Text>

Te Arai Links – South Course

Recent review from Australia Golf Digest – some excerpts (March 2023)


If it’s world-class golf you’re after, two of the best new courses in the world lie in the north of New Zealand’s North Island. They lead the pack when it comes to our ranking of the best layouts ‘across the ditch’.


In modern golf design, great courses rarely emerge alone. Environmental and economic realities mean that new ventures are frequently mapped out with more than one great creation in mind. The environmental aspect often means that the characteristics of the land for one golf course are shared by the adjoining space, giving rise to the possibility of more than 18 holes, while the economic part can require more than one set of player traffic to be commercially viable. It’s a tremendous happenstance for the game and for golfers – a two- (or more) for-one deal that increases the enjoyment and wonder.

Records for the task>
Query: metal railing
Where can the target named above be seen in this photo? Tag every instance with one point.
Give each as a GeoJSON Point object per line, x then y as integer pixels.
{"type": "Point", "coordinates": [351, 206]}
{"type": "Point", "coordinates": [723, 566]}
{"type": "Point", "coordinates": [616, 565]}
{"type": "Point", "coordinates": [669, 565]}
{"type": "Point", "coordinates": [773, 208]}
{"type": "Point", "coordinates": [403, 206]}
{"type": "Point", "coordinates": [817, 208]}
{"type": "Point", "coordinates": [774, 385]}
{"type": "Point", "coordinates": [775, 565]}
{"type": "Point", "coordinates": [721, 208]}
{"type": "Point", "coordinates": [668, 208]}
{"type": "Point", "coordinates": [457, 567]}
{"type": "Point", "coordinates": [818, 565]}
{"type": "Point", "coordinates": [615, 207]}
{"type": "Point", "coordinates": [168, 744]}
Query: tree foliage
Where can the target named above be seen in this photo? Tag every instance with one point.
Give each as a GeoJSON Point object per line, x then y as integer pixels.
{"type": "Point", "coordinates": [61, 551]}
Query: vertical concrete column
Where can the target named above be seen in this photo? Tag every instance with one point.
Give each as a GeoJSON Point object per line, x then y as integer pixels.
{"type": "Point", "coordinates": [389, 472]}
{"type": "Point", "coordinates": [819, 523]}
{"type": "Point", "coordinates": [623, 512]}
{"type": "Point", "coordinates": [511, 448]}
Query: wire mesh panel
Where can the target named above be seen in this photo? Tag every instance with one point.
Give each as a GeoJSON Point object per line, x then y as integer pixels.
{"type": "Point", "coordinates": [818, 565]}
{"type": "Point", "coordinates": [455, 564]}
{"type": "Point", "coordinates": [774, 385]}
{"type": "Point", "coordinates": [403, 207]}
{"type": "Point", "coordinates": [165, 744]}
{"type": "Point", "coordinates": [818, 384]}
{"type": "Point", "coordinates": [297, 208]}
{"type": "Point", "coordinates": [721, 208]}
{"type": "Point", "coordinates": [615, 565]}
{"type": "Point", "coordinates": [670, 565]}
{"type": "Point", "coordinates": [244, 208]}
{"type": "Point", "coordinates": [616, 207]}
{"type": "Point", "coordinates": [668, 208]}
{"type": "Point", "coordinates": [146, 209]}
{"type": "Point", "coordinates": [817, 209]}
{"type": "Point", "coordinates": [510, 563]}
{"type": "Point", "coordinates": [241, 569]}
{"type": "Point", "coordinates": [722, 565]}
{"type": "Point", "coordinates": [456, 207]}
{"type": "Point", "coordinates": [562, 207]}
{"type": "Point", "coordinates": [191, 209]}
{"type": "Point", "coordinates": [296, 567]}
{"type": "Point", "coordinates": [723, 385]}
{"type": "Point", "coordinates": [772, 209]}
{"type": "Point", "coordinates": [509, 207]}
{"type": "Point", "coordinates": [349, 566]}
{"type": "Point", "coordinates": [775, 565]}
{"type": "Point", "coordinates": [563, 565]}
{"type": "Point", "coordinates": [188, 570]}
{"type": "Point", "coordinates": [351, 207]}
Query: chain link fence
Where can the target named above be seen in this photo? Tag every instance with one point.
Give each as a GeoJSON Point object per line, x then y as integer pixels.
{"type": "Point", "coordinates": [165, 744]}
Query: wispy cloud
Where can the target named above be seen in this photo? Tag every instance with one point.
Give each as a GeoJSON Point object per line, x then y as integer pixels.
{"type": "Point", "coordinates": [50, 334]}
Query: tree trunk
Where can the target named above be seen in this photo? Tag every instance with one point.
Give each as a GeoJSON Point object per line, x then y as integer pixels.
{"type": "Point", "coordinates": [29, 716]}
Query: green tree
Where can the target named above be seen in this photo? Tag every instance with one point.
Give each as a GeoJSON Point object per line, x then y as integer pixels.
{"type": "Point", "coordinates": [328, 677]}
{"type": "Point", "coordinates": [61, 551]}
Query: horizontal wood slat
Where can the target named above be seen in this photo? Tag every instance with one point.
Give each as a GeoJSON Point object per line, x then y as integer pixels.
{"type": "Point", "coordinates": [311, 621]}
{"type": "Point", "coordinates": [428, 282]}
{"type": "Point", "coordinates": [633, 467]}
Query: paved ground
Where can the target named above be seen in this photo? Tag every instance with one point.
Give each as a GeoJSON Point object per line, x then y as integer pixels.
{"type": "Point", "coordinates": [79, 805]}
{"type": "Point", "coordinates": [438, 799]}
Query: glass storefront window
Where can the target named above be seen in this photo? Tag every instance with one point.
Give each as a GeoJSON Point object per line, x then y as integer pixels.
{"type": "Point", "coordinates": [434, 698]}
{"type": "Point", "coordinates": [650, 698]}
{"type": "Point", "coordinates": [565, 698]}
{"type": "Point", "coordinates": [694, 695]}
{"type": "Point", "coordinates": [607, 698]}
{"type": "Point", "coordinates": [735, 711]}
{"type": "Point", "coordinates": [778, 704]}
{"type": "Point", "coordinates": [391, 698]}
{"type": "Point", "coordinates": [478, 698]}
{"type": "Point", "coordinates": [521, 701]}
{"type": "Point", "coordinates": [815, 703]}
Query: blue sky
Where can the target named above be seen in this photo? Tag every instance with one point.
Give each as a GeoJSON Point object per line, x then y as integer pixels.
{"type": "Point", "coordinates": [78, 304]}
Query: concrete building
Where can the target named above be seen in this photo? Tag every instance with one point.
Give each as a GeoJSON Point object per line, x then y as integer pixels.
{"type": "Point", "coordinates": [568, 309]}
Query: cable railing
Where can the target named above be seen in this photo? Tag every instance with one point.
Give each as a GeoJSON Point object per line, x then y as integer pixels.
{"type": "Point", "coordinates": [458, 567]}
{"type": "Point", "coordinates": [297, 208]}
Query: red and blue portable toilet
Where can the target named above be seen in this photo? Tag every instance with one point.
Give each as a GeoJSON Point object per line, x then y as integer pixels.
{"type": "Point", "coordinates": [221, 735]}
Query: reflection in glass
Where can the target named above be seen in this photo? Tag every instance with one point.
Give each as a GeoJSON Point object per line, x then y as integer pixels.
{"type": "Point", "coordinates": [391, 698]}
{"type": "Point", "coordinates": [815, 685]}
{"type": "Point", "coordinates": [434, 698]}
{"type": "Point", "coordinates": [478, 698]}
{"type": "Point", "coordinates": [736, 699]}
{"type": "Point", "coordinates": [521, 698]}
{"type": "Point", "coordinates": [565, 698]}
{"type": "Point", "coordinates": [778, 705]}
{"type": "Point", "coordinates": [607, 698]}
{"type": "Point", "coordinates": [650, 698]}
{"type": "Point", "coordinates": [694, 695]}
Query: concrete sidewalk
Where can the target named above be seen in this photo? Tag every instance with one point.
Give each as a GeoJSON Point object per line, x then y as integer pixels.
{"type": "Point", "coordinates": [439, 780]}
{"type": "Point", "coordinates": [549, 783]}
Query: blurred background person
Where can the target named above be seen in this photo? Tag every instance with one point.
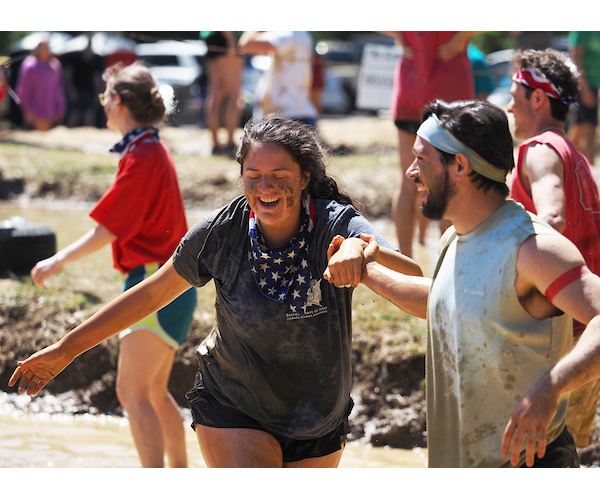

Goals>
[1] Translate this sentence from the golf course review into Spanish: "In modern golf design, great courses rarely emerge alone."
[2] In the records, rewrite the lines from the line containing "Query: red and blue portable toilet" through the end of the records, with "photo" replaced by "image" and everything else unchanged. Leave the pictures out of your answer.

Task-by-task answers>
[1] En el diseño moderno de golf, los grandes campos rara vez surgen solos.

[2]
Query: red and blue portable toilet
Where can the target named above be seen in this image? Tag every instance with one point.
Give each as a GeoJSON Point object per line, x then y as integer pixels.
{"type": "Point", "coordinates": [221, 735]}
Query: reflection in glass
Where can the target named above be seen in this image? Tag every instance with one point.
Give each as a GeoJSON Point object per line, x then y as integer pixels.
{"type": "Point", "coordinates": [391, 698]}
{"type": "Point", "coordinates": [815, 685]}
{"type": "Point", "coordinates": [434, 698]}
{"type": "Point", "coordinates": [478, 698]}
{"type": "Point", "coordinates": [736, 699]}
{"type": "Point", "coordinates": [521, 698]}
{"type": "Point", "coordinates": [565, 698]}
{"type": "Point", "coordinates": [778, 705]}
{"type": "Point", "coordinates": [607, 698]}
{"type": "Point", "coordinates": [650, 698]}
{"type": "Point", "coordinates": [694, 695]}
Query: concrete sidewalk
Where can the target named above be seen in this image? Tag every instance with one point.
Give each as a GeoJSON Point object per line, x then y as integer pixels.
{"type": "Point", "coordinates": [439, 780]}
{"type": "Point", "coordinates": [549, 783]}
Query: blurred background person
Where can the target named above be seen in this image? Tag every instance with one point.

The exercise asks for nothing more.